**Instructions for the task:** Once the line holding "Target: white building" is found in the listing below, write it out and each later line exactly, up to and including the one holding "Target: front bumper".

**Exercise data:**
______________________________

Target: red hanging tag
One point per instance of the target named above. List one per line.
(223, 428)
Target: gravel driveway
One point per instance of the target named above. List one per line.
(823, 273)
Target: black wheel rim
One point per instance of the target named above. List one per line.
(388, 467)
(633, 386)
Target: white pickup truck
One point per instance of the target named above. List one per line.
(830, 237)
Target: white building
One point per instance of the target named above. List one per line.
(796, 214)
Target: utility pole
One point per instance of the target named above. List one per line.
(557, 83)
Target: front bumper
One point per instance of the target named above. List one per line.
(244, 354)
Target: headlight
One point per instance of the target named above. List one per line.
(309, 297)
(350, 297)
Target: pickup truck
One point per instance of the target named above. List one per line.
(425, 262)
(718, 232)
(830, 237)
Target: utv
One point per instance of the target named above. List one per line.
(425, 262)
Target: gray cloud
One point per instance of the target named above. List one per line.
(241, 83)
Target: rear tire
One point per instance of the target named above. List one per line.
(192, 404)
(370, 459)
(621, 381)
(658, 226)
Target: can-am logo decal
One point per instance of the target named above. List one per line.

______________________________

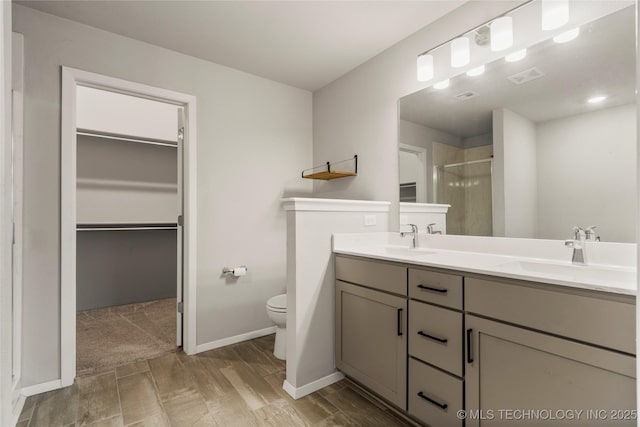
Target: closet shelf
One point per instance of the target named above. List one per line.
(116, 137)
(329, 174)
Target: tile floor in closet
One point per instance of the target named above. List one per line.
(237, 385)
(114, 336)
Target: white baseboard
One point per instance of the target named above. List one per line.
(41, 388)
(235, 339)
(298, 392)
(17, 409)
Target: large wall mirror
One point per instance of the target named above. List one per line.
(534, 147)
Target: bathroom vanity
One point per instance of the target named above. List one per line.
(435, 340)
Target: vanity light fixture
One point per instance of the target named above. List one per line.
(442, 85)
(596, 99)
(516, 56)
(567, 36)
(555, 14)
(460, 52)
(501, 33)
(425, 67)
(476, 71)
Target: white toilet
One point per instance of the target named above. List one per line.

______________________________

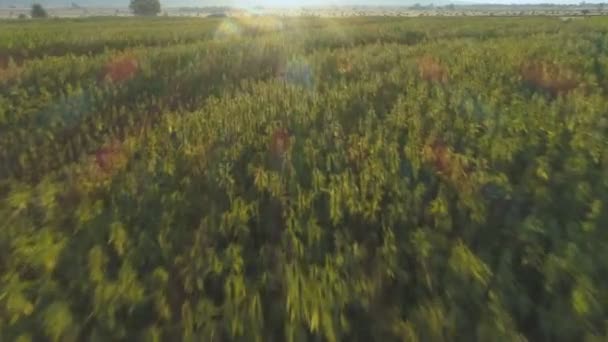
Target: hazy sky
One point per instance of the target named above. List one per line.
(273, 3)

______________________________

**Exercise solution:**
Target: white building
One point per instance of the target named above. List one per line.
(796, 214)
Target: utility pole
One point per instance of the target named above. List one per line.
(557, 83)
Target: front bumper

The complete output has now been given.